*WHAT IS ASKED*: Put the items into a Markdown table with the columns Row and Line. Start with the first line of the items and go on through the line containing "[[12, 207, 35, 229]]", numbering each line and leaving out blank ones.

*SUPPLIED RECORDS*:
■ ■ ■ ■ ■

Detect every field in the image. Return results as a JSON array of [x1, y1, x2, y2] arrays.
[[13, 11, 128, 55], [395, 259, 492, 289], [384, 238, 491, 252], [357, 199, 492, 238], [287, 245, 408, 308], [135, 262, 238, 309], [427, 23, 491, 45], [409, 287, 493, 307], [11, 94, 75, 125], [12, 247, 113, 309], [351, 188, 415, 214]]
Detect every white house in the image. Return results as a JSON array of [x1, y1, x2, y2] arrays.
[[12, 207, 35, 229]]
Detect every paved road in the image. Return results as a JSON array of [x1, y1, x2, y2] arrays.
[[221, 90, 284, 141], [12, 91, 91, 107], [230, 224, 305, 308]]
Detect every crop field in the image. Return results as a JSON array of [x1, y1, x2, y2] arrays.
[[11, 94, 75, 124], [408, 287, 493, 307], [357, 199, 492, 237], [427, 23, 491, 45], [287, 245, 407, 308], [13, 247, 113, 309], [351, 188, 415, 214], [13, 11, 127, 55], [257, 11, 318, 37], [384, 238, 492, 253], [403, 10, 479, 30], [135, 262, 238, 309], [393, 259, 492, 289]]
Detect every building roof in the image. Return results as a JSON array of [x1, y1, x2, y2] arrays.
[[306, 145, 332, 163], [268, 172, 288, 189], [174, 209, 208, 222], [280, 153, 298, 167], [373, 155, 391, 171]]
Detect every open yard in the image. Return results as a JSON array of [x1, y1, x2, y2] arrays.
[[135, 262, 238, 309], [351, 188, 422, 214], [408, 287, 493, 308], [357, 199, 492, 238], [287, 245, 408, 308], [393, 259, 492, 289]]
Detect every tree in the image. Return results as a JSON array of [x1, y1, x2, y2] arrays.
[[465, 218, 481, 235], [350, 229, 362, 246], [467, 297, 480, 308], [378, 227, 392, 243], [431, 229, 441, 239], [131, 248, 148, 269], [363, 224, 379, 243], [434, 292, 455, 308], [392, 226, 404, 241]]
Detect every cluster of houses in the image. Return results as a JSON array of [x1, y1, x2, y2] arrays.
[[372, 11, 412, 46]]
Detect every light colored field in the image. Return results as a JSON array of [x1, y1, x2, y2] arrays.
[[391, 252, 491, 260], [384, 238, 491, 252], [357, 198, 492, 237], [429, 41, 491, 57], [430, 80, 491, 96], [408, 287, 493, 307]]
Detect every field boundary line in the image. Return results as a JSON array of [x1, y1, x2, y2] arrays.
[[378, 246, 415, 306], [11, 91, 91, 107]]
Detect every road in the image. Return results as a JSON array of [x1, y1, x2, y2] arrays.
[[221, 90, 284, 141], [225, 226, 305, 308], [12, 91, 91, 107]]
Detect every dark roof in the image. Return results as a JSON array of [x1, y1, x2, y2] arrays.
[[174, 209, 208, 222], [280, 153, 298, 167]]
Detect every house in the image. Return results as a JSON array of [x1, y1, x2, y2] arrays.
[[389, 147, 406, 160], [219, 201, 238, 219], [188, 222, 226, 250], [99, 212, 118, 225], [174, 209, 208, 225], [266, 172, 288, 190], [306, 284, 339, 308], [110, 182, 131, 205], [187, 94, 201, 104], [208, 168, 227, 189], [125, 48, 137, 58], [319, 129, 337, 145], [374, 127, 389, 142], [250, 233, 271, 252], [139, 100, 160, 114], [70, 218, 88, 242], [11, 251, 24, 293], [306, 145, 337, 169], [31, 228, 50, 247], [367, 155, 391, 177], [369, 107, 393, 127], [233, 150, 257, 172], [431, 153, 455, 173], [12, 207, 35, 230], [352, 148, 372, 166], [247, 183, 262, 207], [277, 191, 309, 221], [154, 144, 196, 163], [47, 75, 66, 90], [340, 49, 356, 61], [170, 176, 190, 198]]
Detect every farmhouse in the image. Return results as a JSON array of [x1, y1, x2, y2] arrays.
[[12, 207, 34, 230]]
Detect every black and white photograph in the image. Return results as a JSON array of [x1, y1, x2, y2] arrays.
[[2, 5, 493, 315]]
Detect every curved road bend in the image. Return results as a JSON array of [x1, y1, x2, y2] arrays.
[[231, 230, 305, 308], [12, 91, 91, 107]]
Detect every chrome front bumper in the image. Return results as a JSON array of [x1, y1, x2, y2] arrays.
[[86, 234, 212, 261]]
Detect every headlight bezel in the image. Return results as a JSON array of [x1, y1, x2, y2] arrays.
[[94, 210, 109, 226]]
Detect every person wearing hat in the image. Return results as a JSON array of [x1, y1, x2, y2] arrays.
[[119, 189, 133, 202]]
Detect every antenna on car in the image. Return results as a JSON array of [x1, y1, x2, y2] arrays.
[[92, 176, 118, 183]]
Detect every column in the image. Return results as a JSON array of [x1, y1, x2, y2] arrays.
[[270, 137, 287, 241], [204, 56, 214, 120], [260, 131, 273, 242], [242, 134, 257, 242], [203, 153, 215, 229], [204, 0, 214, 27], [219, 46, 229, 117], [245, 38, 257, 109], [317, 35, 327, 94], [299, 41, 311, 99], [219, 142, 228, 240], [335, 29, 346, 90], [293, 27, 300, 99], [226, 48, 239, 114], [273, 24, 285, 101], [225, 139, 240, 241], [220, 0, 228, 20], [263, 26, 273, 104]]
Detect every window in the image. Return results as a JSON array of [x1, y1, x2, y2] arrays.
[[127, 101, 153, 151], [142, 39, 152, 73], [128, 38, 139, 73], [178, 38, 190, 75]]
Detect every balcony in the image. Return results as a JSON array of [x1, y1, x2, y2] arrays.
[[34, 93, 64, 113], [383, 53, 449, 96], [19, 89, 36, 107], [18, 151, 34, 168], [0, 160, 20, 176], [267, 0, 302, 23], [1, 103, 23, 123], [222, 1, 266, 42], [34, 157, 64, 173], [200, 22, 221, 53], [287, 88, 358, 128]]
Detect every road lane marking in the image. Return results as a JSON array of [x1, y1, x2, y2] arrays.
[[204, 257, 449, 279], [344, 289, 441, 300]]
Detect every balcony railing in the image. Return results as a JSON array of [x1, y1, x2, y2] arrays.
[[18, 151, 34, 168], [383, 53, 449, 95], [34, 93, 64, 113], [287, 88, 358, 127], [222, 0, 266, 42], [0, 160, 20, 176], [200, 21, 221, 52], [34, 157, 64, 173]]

■ ■ ■ ■ ■

*ANSWER TO THIS TASK*:
| Row | Line |
|---|---|
| 1 | Detect every field in the image. Return results as a JSON array of [x1, y1, x2, y2] arrays. |
| 2 | [[13, 11, 128, 55], [395, 259, 492, 289], [384, 238, 491, 252], [357, 199, 492, 238], [287, 245, 408, 308], [135, 262, 238, 309], [427, 23, 491, 45], [409, 287, 493, 307], [11, 94, 75, 125], [12, 247, 113, 309], [351, 188, 415, 214]] |
| 3 | Detect every white house in the image. Return results as a JSON array of [x1, y1, x2, y2] arrays. |
| 4 | [[12, 207, 35, 229]] |